→ **Texto proporcionado**:
┄┄┄┄┄┄┄┄┄┄

Ayer, con motivo del
fallecimiento de Robin Williams, pasaron por televisión “El club de los poetas
muertos” (Dead Poets Society,
dirigida por Peter Weir en 1989), donde dicho actor encarnaba al inefable Mr.
Keating, un profesor innovador que entra en un centro secundaria de élite
norteamericano como un elefante en una cacharrería. Una película, ésta, sobre la
que se vertieron ríos de tinta en su época, con el inevitable debate pedagógico
que la trama lleva implícito. El problema es que nos quedamos en su momento
sólo en lo explícito.
Por estos pagos aquende los
Pirineos, se estaba por entonces pergeñando la LOGSE y, como es bien sabido,
quien estaba contra la LOGSE tenía que ser necesariamente porque era un
ultramontano privilegiado y un dogmático, anclado en un vetusto y
concepto de la educación amparado en corporativismos y privilegios
inconfesables que la Reforma educativa iba a arrojar al basurero de la
historia.

┄┄┄┄┄┄┄┄┄┄

→ **Extractos de datos**:
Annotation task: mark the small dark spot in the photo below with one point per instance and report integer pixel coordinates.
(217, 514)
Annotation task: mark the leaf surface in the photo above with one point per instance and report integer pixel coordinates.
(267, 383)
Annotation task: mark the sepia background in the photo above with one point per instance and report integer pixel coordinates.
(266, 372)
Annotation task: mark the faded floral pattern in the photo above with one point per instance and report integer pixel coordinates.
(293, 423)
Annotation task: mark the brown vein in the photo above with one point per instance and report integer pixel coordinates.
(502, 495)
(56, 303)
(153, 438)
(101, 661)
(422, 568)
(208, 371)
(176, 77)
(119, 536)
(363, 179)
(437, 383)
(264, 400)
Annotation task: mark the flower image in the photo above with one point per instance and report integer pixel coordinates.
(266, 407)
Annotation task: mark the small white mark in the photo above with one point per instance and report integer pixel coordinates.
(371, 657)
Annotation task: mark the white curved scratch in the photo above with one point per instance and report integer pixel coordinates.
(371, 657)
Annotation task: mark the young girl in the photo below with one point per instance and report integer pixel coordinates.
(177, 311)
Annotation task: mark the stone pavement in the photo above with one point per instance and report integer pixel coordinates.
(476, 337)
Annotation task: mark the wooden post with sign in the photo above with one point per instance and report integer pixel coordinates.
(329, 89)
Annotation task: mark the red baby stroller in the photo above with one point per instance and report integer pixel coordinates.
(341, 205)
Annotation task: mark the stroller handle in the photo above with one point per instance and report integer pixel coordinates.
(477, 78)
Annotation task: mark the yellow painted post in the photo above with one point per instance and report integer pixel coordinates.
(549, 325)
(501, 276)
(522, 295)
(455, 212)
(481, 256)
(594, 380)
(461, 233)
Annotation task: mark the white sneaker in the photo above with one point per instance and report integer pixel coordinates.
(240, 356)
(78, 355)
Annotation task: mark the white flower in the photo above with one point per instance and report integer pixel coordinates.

┄┄┄┄┄┄┄┄┄┄

→ **Tus tareas**:
(1) Duplica sin ningún cambio el pasaje del texto proporcionado que empieza en "Keating, un profesor" y termina en "en lo explícito.".
(2) Escribe la parte siguiente del texto sobre el profesor Keating y la LOGSE, a partir del punto en que se interrumpe.
Los datos no intervienen en nada de esto.

→ **Las respuestas**:
(1)
Keating, un profesor innovador que entra en un centro secundaria de élite
norteamericano como un elefante en una cacharrería. Una película, ésta, sobre la
que se vertieron ríos de tinta en su época, con el inevitable debate pedagógico
que la trama lleva implícito. El problema es que nos quedamos en su momento
sólo en lo explícito.

(2)
Con estos previos, es
evidente que el debate tenía todos los números para estar viciado de forma
desde el primer momento. Y así fue en efecto. Sirvan las reflexiones que a
continuación expondré, como homenaje a Robin Willians,
un actor que, sin haber sido nunca santo de mi devoción, no por ello debemos
dejar de reconocer sus indudables dotes interpretativas, y también como
aportación a un debate que, aún hoy, veinticinco años después, sigue siendo,
para asombro de propios y extraños, pues debería estar superado desde hace
tiempo, de rabiosa actualidad.
Lo peor de la recepción de
la película fue, en mi opinión, la incapacidad para entender el trasfondo que
subyacía a la trama argumental. Aquí, “El club de los poetas muertos” se quiso
ver como un alegato en favor de las pedagogías progresistas, con el
consiguiente escarnio de la carcunda partidaria del aprendizaje metódico y de
la repetición, así como, sin duda alguna, del esfuerzo y del viejo lema “la
letra con sangre entra”, frente al aprender divirtiéndose y a la activación
de la espontaneidad y creatividad que postulaba el innovador Mr. Keating. No
diré que no sea ésa una posible lectura, pero sí que no me parece la más
inteligente ni, desde luego, la más profunda, sino en todo caso, superficial,
facilona y sesgada.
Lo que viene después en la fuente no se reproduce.